TASK TO COMPLETE :: Put the lines of the listing below into a JSON list of strings, one string per line, starting with the line containing "Each instance of the water" and continuing through the last line of the listing. Leave out blank lines.

TASK MATERIAL ::
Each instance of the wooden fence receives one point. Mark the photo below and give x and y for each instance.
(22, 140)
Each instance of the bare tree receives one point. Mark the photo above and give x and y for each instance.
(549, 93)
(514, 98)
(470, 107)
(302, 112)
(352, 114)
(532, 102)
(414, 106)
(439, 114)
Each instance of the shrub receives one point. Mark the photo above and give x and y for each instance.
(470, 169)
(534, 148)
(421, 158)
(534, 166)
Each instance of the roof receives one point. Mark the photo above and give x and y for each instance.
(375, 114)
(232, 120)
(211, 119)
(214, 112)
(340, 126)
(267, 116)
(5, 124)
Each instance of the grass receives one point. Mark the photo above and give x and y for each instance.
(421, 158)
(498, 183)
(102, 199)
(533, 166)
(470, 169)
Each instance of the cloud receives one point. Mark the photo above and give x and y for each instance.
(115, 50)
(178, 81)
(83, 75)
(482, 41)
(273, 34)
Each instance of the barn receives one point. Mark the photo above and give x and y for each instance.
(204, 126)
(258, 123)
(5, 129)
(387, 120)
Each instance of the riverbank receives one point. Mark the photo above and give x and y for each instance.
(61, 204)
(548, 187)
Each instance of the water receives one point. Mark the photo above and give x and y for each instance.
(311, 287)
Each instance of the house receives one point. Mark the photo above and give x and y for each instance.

ANSWER TO THE PROBLEM ::
[
  "Each instance of the water receives one point. Mark the photo above and give x and y for each instance.",
  "(311, 287)",
  "Each instance of the house receives one point. Mark the photo above and give x and y for each instance."
]